- _SELECTED PASSAGE_:
========================================================================

Project

General

Profile

Bug #2113

Google tests and execution order

Added by Aleksei Iupinov almost 3 years ago. Updated over 1 year ago.

Status:
New
Priority:
Normal
Assignee:
-
Category:
testing
Target version:
-
Affected version - extra info:
Affected version:
Difficulty:
uncategorized
Close

Description

Google test binaries support --gtest_shuffle argument which randomizes execution order of tests within each test case.
Passing this argument to the current Gromacs tests breaks at least one test case (GenconfTest in GmxPreprocessTests) - see Jenkins results http://jenkins.gromacs.org/job/Gromacs_Gerrit_master_nrwpo/2526/.
Using this argument would facilitate pinning down flaky bugs such as #2093 and should be supported in all tests.

Associated revisions

Revision 2cce9cb6 (diff)
Added by David van der Spoel over 2 years ago

Fix non-reproducability of clustsize tests.

Due to the use of static variables in the old command-line
parsing codes, running the same test repeatedly would "inherit"
settings from the previous test. This is fixed here by
removing the static flags and updating some test results.

Part of #2113

Change-Id: Ie5bdf4aaefb8acfdb07a4ee65652a1c3c8ca84e6

Revision 583b76df (diff)
Added by David van der Spoel over 2 years ago

Fixed test-order dependency in gmxpreprocess tests.

Due to the use of static variable in genconf.cpp and
solvate.cpp, used for initializing command-line args
the result of the tests were dependent on the order of
execution. The reason is that static variables set in one
of the test runs are "inherited" by the next run. A
particular example is a randum number seed, which when 0
is set to a random seed, but just the first time around. This
is obviously not a good idea when aiming for reproducability.

Part of #2113.

Change-Id: I8bd8d36c75dcd20824e7f3db7268512387cd04ca

Revision 90b8d167 (diff)

========================================================================

- _SUPPLIED RECORDS_:

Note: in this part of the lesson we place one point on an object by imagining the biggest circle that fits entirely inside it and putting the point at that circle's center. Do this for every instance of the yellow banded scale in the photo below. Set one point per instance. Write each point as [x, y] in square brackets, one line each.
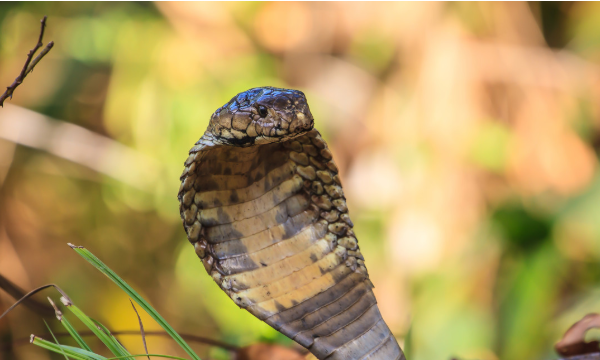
[262, 203]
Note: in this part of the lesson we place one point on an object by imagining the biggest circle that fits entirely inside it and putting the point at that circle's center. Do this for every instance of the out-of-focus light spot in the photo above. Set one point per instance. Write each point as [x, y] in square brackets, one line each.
[416, 242]
[374, 180]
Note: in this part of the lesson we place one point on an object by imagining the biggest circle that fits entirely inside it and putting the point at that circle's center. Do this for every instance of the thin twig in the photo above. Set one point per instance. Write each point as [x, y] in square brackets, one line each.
[29, 65]
[16, 292]
[141, 327]
[33, 292]
[187, 337]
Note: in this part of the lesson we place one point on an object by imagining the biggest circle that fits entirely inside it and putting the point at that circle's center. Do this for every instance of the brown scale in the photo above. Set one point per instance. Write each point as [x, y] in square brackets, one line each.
[262, 203]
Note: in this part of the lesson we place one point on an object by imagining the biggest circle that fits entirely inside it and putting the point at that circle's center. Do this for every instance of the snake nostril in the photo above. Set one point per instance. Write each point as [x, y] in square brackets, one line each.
[262, 111]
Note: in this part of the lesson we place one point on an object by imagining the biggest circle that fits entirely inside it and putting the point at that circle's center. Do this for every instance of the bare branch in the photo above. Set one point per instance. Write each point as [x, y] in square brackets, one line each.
[29, 65]
[187, 337]
[31, 293]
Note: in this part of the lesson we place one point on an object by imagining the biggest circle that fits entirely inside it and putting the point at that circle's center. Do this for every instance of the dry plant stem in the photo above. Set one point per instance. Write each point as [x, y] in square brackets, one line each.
[29, 64]
[16, 292]
[31, 293]
[187, 337]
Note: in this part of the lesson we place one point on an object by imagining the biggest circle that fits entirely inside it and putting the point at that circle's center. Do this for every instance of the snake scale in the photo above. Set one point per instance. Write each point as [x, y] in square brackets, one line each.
[262, 203]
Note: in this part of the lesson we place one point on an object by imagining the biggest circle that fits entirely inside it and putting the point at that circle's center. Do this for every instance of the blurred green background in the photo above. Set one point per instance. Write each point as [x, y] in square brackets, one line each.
[467, 136]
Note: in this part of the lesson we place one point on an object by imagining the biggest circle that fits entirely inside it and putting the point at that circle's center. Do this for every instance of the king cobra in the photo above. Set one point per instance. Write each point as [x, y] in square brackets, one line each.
[262, 202]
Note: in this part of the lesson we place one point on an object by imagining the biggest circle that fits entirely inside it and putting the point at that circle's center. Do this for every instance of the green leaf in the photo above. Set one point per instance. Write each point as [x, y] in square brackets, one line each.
[98, 329]
[98, 264]
[73, 352]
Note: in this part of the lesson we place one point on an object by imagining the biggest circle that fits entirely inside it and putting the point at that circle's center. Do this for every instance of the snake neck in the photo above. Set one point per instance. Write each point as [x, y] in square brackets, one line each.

========================================================================

- _WHAT YOU ARE ASKED TO DO_: Give every revision identifier that appears in the bug report on test execution order. Rely only on the bug report, not on the listing.

- _SOLUTION FOR THIS PROBLEM_: 2cce9cb6, 583b76df, 90b8d167